What is being asked:
Rewrite every line of the material below as a numbered list, skipping any blank lines.

====== Record extracts ======

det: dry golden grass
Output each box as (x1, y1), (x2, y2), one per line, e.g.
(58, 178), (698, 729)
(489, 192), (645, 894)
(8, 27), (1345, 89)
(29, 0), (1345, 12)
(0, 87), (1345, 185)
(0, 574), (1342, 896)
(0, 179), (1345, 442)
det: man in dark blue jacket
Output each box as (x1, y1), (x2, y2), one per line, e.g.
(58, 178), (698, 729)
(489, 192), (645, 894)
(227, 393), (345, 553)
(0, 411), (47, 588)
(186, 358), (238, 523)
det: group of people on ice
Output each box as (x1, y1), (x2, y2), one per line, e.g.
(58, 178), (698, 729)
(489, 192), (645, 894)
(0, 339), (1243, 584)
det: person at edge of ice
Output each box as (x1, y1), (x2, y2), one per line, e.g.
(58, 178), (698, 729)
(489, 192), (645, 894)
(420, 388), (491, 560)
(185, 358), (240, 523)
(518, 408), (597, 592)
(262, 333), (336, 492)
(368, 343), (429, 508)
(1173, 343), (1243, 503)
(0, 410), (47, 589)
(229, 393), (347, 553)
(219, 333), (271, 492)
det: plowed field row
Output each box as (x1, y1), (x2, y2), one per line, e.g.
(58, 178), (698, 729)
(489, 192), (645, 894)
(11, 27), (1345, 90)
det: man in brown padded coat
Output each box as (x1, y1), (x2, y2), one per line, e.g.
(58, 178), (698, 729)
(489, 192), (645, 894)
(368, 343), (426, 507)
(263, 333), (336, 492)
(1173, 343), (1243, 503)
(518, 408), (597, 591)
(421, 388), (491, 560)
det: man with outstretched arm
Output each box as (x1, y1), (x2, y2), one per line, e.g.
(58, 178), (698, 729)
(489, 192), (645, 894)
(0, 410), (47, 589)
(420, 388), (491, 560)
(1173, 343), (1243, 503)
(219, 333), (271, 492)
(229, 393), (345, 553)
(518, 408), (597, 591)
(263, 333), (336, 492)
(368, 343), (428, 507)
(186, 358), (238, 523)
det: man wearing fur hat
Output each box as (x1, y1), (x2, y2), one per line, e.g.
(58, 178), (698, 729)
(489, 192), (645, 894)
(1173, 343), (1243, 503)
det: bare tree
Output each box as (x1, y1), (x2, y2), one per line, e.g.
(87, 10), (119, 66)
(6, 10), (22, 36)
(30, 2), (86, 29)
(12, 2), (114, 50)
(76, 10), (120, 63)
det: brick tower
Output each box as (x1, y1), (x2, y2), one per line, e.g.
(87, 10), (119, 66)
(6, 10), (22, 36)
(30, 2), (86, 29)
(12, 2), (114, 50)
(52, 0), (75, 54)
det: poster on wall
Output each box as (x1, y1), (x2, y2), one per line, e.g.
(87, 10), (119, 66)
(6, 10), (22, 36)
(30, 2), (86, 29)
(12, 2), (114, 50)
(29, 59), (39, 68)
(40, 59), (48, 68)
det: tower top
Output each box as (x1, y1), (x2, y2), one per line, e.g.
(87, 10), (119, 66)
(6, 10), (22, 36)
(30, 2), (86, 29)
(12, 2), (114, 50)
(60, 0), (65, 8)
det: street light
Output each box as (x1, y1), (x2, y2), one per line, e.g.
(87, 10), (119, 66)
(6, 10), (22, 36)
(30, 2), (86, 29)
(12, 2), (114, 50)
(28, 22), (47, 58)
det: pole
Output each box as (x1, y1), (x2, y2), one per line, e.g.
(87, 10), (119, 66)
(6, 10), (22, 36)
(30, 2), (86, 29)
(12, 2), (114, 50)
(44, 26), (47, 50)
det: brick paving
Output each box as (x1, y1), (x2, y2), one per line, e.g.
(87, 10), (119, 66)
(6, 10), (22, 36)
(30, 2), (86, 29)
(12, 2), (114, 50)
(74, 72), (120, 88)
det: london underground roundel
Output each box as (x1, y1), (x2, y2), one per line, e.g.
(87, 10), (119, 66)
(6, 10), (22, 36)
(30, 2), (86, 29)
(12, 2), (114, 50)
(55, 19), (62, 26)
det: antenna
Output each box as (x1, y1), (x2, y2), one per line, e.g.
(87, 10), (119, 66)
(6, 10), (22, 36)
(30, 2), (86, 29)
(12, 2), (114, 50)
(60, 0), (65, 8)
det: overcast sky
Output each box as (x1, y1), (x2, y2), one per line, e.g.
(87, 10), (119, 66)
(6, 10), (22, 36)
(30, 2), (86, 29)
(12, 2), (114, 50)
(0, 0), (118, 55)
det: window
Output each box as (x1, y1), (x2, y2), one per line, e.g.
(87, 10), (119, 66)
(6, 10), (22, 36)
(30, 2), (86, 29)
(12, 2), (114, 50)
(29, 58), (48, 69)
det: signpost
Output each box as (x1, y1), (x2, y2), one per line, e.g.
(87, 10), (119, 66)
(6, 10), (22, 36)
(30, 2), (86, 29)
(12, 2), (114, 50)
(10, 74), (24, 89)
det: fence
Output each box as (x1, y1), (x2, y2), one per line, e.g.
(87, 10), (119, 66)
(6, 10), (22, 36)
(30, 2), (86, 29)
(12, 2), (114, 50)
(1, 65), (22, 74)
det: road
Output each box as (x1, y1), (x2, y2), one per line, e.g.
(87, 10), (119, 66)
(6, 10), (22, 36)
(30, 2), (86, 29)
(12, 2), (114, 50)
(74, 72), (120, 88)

======

Reply:
1. det: dry golden grass
2. Output each box as (x1, y1), (x2, y2), one per line, e.g.
3. (58, 178), (698, 729)
4. (489, 192), (645, 894)
5. (8, 27), (1345, 89)
6. (29, 0), (1345, 12)
7. (0, 87), (1345, 185)
8. (0, 574), (1342, 896)
9. (0, 179), (1345, 442)
10. det: man in dark blue jacket
11. Output each box as (x1, y1), (x2, y2), one per line, e.g.
12. (58, 178), (698, 729)
13. (489, 192), (645, 894)
14. (227, 393), (345, 553)
15. (0, 411), (47, 588)
16. (186, 358), (238, 523)
17. det: group of people on ice
18. Output each box as (x1, y1), (x2, y2), one per line, e.g.
19. (58, 178), (698, 729)
20. (489, 192), (645, 894)
21. (0, 339), (1243, 584)
22. det: person at edge of ice
23. Output each box as (x1, y1), (x2, y2), one per line, e.g.
24. (58, 178), (698, 729)
25. (489, 192), (645, 894)
26. (420, 388), (491, 560)
27. (185, 358), (240, 523)
28. (518, 408), (597, 592)
29. (262, 333), (336, 492)
30. (368, 343), (429, 508)
31. (1173, 343), (1243, 503)
32. (0, 410), (47, 589)
33. (229, 393), (347, 553)
34. (219, 333), (271, 492)
35. det: plowed field row
36. Output each box as (x1, y1), (x2, y2), one per line, e.g.
37. (58, 178), (698, 729)
38. (489, 192), (645, 894)
39. (11, 27), (1345, 90)
40. det: man in brown padded coat
41. Output each box as (x1, y1), (x2, y2), one per line, e.g.
42. (58, 178), (698, 729)
43. (489, 192), (645, 894)
44. (368, 343), (426, 507)
45. (263, 333), (336, 492)
46. (1173, 343), (1243, 503)
47. (518, 408), (597, 591)
48. (421, 388), (491, 560)
49. det: man with outstretched arm
50. Output each box as (x1, y1), (x2, y2), one per line, e.g.
51. (58, 178), (698, 729)
52. (489, 192), (645, 894)
53. (0, 410), (47, 589)
54. (420, 388), (491, 560)
55. (1173, 343), (1243, 503)
56. (219, 333), (271, 492)
57. (229, 393), (345, 553)
58. (518, 408), (597, 591)
59. (263, 333), (336, 492)
60. (368, 343), (428, 507)
61. (186, 358), (238, 523)
62. det: man wearing fur hat
63. Output each box as (x1, y1), (x2, y2), one per line, e.g.
64. (58, 178), (698, 729)
65. (489, 192), (645, 894)
66. (1173, 343), (1243, 503)
67. det: bare tree
68. Output each box as (x1, y1), (x2, y2), one per line, e.g.
69. (87, 10), (119, 66)
70. (6, 10), (22, 36)
71. (30, 2), (86, 29)
72. (12, 2), (114, 50)
73. (76, 10), (120, 63)
74. det: brick tower
75. Output each box as (x1, y1), (x2, y2), one per line, e.g.
76. (87, 10), (119, 66)
77. (6, 10), (22, 36)
78. (30, 2), (86, 29)
79. (12, 2), (114, 50)
80. (52, 0), (75, 54)
81. det: poster on wall
82. Output each box as (x1, y1), (x2, y2), one per line, e.g.
83. (87, 10), (119, 66)
84. (6, 10), (22, 36)
85. (30, 2), (86, 29)
86. (12, 2), (114, 50)
87. (29, 59), (39, 68)
88. (40, 59), (48, 68)
89. det: tower top
90. Output each box as (x1, y1), (x2, y2), one per line, e.g.
91. (87, 10), (119, 66)
92. (6, 10), (22, 36)
93. (30, 2), (86, 29)
94. (12, 2), (114, 50)
95. (60, 0), (65, 8)
96. det: street light
97. Output each box as (x1, y1), (x2, y2), one per line, e.g.
98. (87, 10), (119, 66)
99. (6, 10), (22, 36)
100. (30, 2), (86, 29)
101. (12, 2), (114, 50)
102. (28, 22), (47, 58)
103. det: pole
104. Output each box as (x1, y1), (x2, y2), one per line, e.g.
105. (87, 10), (119, 66)
106. (6, 10), (22, 36)
107. (30, 2), (86, 29)
108. (12, 2), (114, 50)
109. (44, 26), (47, 50)
110. det: brick paving
111. Output each box as (x1, y1), (x2, y2), one per line, e.g.
112. (87, 10), (119, 66)
113. (6, 10), (22, 36)
114. (30, 2), (86, 29)
115. (12, 2), (114, 50)
116. (74, 72), (120, 88)
117. det: london underground roundel
118. Output each box as (x1, y1), (x2, y2), one per line, e.g.
119. (87, 10), (119, 66)
120. (6, 10), (22, 36)
121. (30, 2), (86, 29)
122. (12, 2), (114, 50)
123. (55, 19), (62, 26)
124. det: antenna
125. Output each box as (x1, y1), (x2, y2), one per line, e.g.
126. (87, 10), (119, 66)
127. (6, 10), (22, 36)
128. (30, 2), (86, 29)
129. (12, 2), (114, 50)
130. (60, 0), (65, 8)
131. det: overcast sky
132. Output each box as (x1, y1), (x2, y2), one per line, e.g.
133. (87, 10), (119, 66)
134. (6, 10), (22, 36)
135. (30, 2), (86, 29)
136. (12, 2), (114, 50)
137. (0, 0), (118, 55)
138. det: window
139. Output each box as (x1, y1), (x2, y2), one per line, e.g.
140. (87, 10), (119, 66)
141. (6, 10), (22, 36)
142. (30, 2), (86, 29)
143. (12, 2), (114, 50)
144. (29, 58), (48, 69)
145. det: signpost
146. Output each box as (x1, y1), (x2, y2), one per line, e.g.
147. (87, 10), (119, 66)
148. (6, 10), (22, 36)
149. (30, 2), (86, 29)
150. (12, 2), (114, 50)
151. (10, 74), (24, 89)
152. det: fence
153. Output each box as (x1, y1), (x2, y2), one per line, e.g.
154. (87, 10), (119, 66)
155. (6, 10), (22, 36)
156. (30, 2), (86, 29)
157. (12, 2), (114, 50)
158. (1, 65), (22, 74)
159. det: road
160. Output each box as (x1, y1), (x2, y2), one per line, e.g.
161. (87, 10), (119, 66)
162. (6, 10), (22, 36)
163. (30, 2), (86, 29)
164. (12, 2), (114, 50)
165. (74, 72), (120, 88)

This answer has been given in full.